By this time Fry was ready to join forces with the State University of Iowa’s Neurosurgeon Russell Meyers, who had long been convinced that the way to treat Parkinsonism was by destroying nerve bundles in two tiny parts of the brain (one on each side) called the ansa lenticularis. But he found conventional surgery too crude and damaging: it meant putting a knife through healthy tissues to get at the almost inaccessible ansa lenticularis. He saw the same objections to alcohol injections (TIME, March 21, 1955). Dr. Meyers believed that ultrasound might prove sharper and more precise than any scalpel, worked with Fry in designing and building a treatment room for Iowa City.
Holes in the Head. Three weeks ago, after innumerable experiments on animals to test accuracy, effectiveness and safety, the first human patients were wheeled in. Preparation took far longer than actual treatment. Under a local anesthetic four little dents were burred into the patient’s skull, one above each eye and two in the back of the head. On a rolling table, the patient was wheeled back so that his head was under a stereotaxic (space-positioning) instrument. A pin on a micrometer mounting fitted into each burr hole. X rays revealed the main landmarks inside the skull. They could not show the elusive ansa lenticularis but its position was determined from them. Coordinates were carefully noted.
On the day of operation, each patient got only a local anesthetic, an injection of procaine hydrochloride into the scalp. Then, with a drill and saw, Dr. Meyers removed a piece of the skull, four by five inches. Ultrasound cannot be transmitted through bone because on meeting such resistance it generates too much heat. With the skull flap out of the way, the surgeons made a shallow pan in its place, using a metal strip as border and the dura mater (the brain’s parchment-like covering) as the bottom. This they filled with salt solution from which all gas had been removed (ultrasound is transmitted best through a liquid medium).
A Quick Pose. With the patient’s head in the exact position of the day before (determined by the pins and coordinates and another X ray as a double check), the four-part head of the quartz-crystal, ultrasound irradiator was lowered into the pan. While the patient remained fully conscious, no more distressed than he would have been in a dentist’s chair, and talked occasionally, Dr. Meyers gave the ‘signal and a technician pressed a button. Ultrasound, at a frequency of 980,000 cycles per second, shot through intervening brain tissues but not in sufficient intensity to damage them. The four beams came to a sharp focus at the exact part of the ansa lenticularis on the left side (controlling right-side movements) that Dr. Meyers wanted to destroy. The ultrasound dose lasted only 1.8 seconds. The patient was moved twice, a minute fraction of an inch, so that two more pinhead-size parts of the ansa lenticularis were destroyed.
The salt pan was removed and the bone flap replaced. (It would grow back solidly into the skull in three or four weeks.) By the time the patient was wheeled back to his room, the uncontrollable tremor, the involuntary bending of the arm and turning in of the thumb on the right side had disappeared. In a few months, both patients will return to Iowa City for treatment of the ansa lenticularis on the right, to halt the Parkinsonian movements of their left sides.
*Dogs can hear tones up to 40.000 cycles (hence the “silent whistle” dog call), bats up to 100.000.
* So called because James Parkinson described it in 1817.

# # #

— What needs to be done —
Rewrite the account of the ultrasound brain treatment from "The salt pan" to "up to 100.000.", substituting "skull flap" for "bone flap".

— Given information —
# # #

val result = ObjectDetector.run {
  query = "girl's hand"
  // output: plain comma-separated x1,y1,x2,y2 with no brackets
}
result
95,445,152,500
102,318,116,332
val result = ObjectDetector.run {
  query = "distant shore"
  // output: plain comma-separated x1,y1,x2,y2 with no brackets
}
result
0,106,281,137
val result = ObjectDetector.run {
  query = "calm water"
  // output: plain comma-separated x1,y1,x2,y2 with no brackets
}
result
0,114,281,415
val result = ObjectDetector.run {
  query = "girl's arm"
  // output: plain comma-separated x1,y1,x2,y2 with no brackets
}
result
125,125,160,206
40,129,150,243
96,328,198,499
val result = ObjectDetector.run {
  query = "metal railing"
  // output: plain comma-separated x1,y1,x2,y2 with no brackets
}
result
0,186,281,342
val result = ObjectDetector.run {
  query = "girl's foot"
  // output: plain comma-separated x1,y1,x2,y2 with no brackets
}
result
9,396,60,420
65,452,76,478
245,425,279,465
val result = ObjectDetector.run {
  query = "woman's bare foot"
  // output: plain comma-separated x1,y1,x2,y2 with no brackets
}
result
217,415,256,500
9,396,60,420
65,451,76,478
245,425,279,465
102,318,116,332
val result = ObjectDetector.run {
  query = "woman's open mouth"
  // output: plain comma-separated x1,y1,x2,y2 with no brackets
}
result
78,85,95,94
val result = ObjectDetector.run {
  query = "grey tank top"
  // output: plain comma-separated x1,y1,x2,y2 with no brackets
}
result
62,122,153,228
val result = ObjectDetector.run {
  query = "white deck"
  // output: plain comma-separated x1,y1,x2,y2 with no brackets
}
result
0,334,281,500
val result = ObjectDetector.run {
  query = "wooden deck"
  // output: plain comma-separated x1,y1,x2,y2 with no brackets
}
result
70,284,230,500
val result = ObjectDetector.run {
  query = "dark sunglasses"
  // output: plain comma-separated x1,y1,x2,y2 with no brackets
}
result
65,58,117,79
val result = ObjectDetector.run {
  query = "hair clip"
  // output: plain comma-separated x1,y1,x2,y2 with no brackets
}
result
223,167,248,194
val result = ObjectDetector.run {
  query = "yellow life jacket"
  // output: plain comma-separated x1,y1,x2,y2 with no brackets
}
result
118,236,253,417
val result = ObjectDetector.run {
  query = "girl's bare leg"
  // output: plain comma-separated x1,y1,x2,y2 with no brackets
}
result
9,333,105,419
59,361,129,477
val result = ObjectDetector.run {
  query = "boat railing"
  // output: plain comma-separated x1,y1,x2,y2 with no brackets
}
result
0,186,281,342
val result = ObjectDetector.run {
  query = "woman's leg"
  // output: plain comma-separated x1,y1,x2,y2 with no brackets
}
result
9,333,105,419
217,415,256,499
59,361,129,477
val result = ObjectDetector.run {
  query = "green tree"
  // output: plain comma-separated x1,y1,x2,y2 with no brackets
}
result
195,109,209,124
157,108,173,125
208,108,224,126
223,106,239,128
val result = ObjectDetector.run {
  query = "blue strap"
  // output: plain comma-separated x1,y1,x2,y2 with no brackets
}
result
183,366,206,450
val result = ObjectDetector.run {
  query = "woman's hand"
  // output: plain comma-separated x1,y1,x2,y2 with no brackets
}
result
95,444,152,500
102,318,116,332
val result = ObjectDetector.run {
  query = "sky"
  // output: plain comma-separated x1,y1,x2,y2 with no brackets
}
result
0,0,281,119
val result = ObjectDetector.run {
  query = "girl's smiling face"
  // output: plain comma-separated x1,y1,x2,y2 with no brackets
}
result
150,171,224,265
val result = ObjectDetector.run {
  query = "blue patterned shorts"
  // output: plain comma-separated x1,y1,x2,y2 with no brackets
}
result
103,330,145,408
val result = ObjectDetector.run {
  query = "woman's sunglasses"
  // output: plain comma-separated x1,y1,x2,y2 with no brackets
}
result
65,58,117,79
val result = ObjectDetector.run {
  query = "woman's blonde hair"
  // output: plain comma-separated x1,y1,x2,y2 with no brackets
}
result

# # #

— Answer space —
The salt pan was removed and the skull flap replaced. (It would grow back solidly into the skull in three or four weeks.) By the time the patient was wheeled back to his room, the uncontrollable tremor, the involuntary bending of the arm and turning in of the thumb on the right side had disappeared. In a few months, both patients will return to Iowa City for treatment of the ansa lenticularis on the right, to halt the Parkinsonian movements of their left sides.
*Dogs can hear tones up to 40.000 cycles (hence the “silent whistle” dog call), bats up to 100.000.